Our "desh", cry anguished, indignant 'liberals', has quickly undergone so much "badal" that it can't be recognised from even two years ago. Marauding barbarians are no longer waiting at the gates, they have broken through and are now pillaging the 'idea of India'. The 'secular fabric' is being put through the washing machine of claustrophobic hatred. Armed men in jackboots are putting guns to the head of our artistes and creators and forcing them to say: "yes, yes, I am a patriot too"!
I use the word 'mystifying' because Johar's statement reveals a lot more in the subtext than it does in the words made explicit. And the argument hidden in the subtext is based either on lack of information or a faulty interpretation of events tailored to tap into the victimhood narrative for easy conflation with the larger pseudo-liberal charge of "fascism" against Modi government.
Before I come to the timing of Johar's message, which is no less significant, let's first do away with the cobweb of deception that he spins.
The nub of the debate is that the director's upcoming Diwali release Ae Dil Hai Mushkil (ADHM), also featuring Pakistani actor Fawad Khan, is under threat. The threat has emerged from two sources.
One, a body of mainly single-screen theatre owners in four states of Maharashtra, Gujarat, Karnataka and Goa have decided not to screen ADHM keeping in mind "public sentiment". The Cinema Owners Exhibitors Association of India's (COEAI) decision is not binding on any of its members.
As Indian Express points out, "only two institutions can disallow a film from playing at cinemas – CBFC and the court of law. No organisation, association or political outfit can threaten or advice to ban a film from cinemas that too after the film has been cleared by the CBFC. Such a ban is illegal."
Great. So what has been the role played by CBFC, a government body?
The Pahlaj Nihalani-headed Central Board of Film Certification has cleared the movie with a U/A certificate. Nihalani has, in fact, criticised the cinema owners for their attempt to stop the screening. Crucially, multiplexes, the target audience for Johar's vanilla flicks, have not sought any ban.
The second threat to ADHM comes from Mumbai-based Maharashtra Navnirman Sena (MNS) which has issued a veiled threat against multiplexes. MNS leader Amey Khopkar was quoted by PTI as saying: "We will oppose the screening of the movie everywhere in the state. If any multiplex operator dares to screen the film, they (operators) should remember that multiplexes are decorated with expensive glass sheets".
Though the Central and state governments have had no role to play in these moves, a point is being made that it is the responsibility of the administrative machinery to provide security for the film. Fair enough. Let us take a look at what Devendra Fadnavis administration has done on this front. Can it be accused of dereliction of duty?
A team from Johar's Dharma Productions has met Mumbai Police Commissioner Dattatray Padsalgikar and Joint Police Commissioner (law and order) Deven Bharti. The team, which was also accompanied by Vijay Singh of Fox Star Studios (the distributors) and Mukesh Bhatt (president of Film & Television Producers Guild of India) has sought protection for multiplexes who plan to screen the film from 28 October.
The Telegraph reports that cops have assured all help from their end with Deputy Commissioner of Police Ashok Dudhe clarifying: "Mumbai police will provide adequate protection to cinema theatres as and when required."

Stated problem 1:
Name every Indian state that the Ae Dil Hai Mushkil excerpt lists as a place where theater owners decided not to screen the film.
Stated problem 2:
Reproduce the Ae Dil Hai Mushkil excerpt word for word, taking everything from "The Pahlaj Nihalani-headed" down to "sought any ban.".

Location identification items

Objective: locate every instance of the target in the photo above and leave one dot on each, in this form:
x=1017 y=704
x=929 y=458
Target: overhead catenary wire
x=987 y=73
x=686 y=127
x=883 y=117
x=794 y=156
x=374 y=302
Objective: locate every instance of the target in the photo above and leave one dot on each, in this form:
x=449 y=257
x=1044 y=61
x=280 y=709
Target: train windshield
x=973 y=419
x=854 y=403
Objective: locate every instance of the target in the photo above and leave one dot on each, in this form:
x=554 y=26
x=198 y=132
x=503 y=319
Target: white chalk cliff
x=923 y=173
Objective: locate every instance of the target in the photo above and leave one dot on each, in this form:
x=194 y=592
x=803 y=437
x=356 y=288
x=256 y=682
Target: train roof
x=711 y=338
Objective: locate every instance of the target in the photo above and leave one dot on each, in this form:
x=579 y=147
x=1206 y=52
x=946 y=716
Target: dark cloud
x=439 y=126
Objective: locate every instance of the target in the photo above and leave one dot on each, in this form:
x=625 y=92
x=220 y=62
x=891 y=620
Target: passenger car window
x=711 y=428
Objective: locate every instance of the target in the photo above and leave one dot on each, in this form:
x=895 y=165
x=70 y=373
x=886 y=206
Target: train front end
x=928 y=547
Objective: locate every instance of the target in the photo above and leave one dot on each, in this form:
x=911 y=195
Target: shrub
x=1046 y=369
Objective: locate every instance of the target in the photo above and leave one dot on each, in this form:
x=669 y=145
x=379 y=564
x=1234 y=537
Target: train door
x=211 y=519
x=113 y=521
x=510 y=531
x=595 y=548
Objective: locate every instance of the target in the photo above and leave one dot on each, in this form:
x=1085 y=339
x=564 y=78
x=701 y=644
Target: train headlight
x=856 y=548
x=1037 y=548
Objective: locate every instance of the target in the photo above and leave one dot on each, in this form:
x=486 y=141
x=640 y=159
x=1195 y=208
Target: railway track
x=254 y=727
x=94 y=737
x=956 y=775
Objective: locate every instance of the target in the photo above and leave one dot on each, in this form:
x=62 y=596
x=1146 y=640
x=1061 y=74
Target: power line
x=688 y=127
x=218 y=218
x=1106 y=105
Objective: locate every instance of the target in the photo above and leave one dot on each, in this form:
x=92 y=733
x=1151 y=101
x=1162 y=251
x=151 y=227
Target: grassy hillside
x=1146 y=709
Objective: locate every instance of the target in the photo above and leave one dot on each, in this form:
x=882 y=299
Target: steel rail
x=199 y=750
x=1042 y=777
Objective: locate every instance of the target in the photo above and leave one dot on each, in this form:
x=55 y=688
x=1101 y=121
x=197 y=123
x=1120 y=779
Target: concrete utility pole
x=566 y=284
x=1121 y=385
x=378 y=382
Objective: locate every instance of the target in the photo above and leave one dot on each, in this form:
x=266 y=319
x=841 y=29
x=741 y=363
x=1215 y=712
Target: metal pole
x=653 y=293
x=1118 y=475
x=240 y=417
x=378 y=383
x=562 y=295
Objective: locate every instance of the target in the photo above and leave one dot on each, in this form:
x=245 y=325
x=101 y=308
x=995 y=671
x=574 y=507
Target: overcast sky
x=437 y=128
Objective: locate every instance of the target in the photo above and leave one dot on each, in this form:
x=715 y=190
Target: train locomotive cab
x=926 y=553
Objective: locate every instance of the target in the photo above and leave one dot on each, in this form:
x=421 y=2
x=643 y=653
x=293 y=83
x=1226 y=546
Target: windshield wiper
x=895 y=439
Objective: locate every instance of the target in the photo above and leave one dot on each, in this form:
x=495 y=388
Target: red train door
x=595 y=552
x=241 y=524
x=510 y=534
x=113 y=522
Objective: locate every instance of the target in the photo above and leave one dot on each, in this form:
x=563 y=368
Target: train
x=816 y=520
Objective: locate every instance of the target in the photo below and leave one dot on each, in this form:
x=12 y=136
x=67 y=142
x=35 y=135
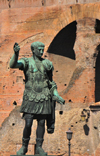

Task result 1:
Maharashtra, Gujarat, Karnataka, Goa

Task result 2:
The Pahlaj Nihalani-headed Central Board of Film Certification has cleared the movie with a U/A certificate. Nihalani has, in fact, criticised the cinema owners for their attempt to stop the screening. Crucially, multiplexes, the target audience for Johar's vanilla flicks, have not sought any ban.